* Study text *
Feb 22

Format a large 3TB drive under Debian and mount it

Category: Linux   — Published by tengo on February 22, 2012 at 10:47 am

fdisk does not support the newer very large disks, thus we need to rely on parted, which has the GPT option already built-in. In my case, I was installing large Hitachi HDS723030ALA640 3TB drives.

> parted /dev/sdb
(parted) mklabel gpt
(parted) mkpart primary 0 -1

(parted) print
(parted) quit

The mkpart primary 0 -1 means a partition from zero to what is there (-1), so the whole disk. print allows us to see if everything succeeded. After that, format the disk:

> mkfs.ext4 /dev/sdb1

By default, this formatting reserves 5% of the disk for root. But as this disk is not the system disk, we can safely remove  this limit:

tune2fs -r 0 /dev/sdb1

sets the reserved blocks (-r) to zero. After that you should plan where you want to mount your drive. In this example I want to mount the new drive at /mnt/drive, thus I do mkdir /mnt/drive, and then:

Use blkid /dev/sdb1 to find out the UUID of the new drive.

* Stored data *
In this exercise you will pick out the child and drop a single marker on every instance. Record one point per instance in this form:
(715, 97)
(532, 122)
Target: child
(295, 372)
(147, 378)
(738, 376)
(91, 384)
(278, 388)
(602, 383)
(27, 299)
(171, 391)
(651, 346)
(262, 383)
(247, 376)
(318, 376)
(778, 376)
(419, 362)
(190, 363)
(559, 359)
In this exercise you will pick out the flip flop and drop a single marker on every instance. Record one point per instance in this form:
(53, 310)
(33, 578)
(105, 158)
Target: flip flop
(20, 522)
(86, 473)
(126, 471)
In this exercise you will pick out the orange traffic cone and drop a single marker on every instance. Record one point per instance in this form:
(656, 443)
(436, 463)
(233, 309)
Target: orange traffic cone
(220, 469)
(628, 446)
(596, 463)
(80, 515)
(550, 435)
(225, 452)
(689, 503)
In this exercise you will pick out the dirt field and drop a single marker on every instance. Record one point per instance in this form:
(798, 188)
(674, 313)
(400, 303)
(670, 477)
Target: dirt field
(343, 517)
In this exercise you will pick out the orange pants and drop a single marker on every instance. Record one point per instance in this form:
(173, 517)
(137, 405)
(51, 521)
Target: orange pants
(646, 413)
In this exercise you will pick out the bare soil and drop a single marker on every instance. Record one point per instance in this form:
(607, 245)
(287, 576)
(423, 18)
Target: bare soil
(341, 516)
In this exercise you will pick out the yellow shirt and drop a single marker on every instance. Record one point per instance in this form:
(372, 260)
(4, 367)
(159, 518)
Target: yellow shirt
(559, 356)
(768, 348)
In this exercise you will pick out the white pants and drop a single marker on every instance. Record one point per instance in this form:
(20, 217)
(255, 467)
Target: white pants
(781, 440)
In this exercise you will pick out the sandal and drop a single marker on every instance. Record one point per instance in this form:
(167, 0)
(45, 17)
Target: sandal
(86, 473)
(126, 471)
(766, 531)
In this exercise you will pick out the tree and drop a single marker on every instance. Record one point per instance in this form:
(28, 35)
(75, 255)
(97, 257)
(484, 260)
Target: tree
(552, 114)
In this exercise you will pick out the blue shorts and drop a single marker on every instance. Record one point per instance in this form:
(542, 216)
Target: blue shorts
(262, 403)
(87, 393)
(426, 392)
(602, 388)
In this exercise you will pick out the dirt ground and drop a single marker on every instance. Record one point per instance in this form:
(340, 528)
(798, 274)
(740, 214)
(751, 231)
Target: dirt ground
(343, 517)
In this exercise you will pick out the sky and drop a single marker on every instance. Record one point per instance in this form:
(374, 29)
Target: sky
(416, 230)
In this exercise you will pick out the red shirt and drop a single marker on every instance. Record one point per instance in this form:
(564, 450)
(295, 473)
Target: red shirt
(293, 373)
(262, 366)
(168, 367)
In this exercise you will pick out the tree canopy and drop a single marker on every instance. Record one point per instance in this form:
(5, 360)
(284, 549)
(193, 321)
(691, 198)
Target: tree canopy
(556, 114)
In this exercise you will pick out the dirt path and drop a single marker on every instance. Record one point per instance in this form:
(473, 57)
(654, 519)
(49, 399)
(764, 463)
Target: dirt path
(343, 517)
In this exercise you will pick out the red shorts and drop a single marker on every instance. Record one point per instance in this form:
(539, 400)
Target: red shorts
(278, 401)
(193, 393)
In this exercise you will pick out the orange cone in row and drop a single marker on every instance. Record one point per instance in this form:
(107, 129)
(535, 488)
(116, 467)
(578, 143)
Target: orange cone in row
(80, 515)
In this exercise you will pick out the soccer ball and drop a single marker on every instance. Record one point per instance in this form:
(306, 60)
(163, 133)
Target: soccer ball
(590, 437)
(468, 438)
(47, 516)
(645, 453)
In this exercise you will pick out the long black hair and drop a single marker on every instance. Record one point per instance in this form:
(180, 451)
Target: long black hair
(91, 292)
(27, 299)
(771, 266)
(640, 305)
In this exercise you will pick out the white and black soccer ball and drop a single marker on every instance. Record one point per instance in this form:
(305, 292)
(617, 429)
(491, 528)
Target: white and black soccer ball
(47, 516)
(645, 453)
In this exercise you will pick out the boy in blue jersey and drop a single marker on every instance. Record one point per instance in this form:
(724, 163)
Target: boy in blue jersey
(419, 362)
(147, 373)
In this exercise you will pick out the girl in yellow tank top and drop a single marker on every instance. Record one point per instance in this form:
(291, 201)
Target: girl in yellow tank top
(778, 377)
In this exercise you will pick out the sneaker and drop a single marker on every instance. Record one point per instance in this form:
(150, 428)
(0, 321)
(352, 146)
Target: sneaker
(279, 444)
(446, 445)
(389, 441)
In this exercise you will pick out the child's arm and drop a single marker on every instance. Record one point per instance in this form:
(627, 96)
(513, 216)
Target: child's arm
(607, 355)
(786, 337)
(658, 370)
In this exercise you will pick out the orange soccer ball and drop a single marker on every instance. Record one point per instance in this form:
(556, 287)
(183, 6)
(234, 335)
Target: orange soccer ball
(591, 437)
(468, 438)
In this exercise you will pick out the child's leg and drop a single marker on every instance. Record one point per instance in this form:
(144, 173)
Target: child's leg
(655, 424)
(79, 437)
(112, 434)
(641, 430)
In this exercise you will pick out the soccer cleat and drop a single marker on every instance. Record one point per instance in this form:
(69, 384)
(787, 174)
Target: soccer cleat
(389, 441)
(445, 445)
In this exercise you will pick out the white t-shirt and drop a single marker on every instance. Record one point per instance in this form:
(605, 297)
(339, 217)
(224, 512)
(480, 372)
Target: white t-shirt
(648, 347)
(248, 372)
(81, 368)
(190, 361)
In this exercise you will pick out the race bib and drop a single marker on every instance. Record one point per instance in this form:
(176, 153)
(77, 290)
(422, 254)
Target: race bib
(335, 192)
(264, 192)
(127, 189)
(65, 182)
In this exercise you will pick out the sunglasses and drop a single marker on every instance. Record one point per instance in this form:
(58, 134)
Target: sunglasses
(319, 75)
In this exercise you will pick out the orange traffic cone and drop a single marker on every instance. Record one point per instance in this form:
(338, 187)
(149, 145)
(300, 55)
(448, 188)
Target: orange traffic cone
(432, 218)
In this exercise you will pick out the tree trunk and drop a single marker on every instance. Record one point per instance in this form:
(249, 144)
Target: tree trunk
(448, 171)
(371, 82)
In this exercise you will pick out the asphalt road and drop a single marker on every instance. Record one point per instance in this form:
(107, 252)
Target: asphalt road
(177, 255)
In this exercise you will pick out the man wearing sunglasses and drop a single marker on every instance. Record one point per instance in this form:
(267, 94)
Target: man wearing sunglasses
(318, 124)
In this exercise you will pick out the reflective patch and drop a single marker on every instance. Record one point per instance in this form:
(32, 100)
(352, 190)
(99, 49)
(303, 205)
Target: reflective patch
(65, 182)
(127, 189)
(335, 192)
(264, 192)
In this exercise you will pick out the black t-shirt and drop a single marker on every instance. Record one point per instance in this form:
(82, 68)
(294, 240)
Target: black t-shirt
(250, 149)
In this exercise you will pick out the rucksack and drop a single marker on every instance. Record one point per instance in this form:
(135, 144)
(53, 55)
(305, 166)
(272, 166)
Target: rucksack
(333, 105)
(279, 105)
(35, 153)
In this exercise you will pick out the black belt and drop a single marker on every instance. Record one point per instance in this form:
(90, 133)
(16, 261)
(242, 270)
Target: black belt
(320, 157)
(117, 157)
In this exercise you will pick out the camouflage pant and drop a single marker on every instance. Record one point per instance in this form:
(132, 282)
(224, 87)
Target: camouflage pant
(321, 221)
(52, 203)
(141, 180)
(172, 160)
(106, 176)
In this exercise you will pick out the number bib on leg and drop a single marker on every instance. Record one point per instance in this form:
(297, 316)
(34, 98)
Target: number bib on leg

* Your instructions *
Extend the guide to formatting and mounting a 3TB drive under Debian, picking up after its final sentence about finding the UUID with blkid.

* Answer section *
Then enter nano with nano /etc/fstab to update the fstab file like this:

UUID=<insertuuid> /mnt/drive     ext4    noatime,user_xattr,errors=remount-ro  0       1

Here we completely switched of atime (relatime might be a bettert option on desktop systems where some applications use the atime timestamp to for example schedule backups).

After that run mount -a to mount all stuff from fstab, including our newly created drive. df -H should now list your new drive.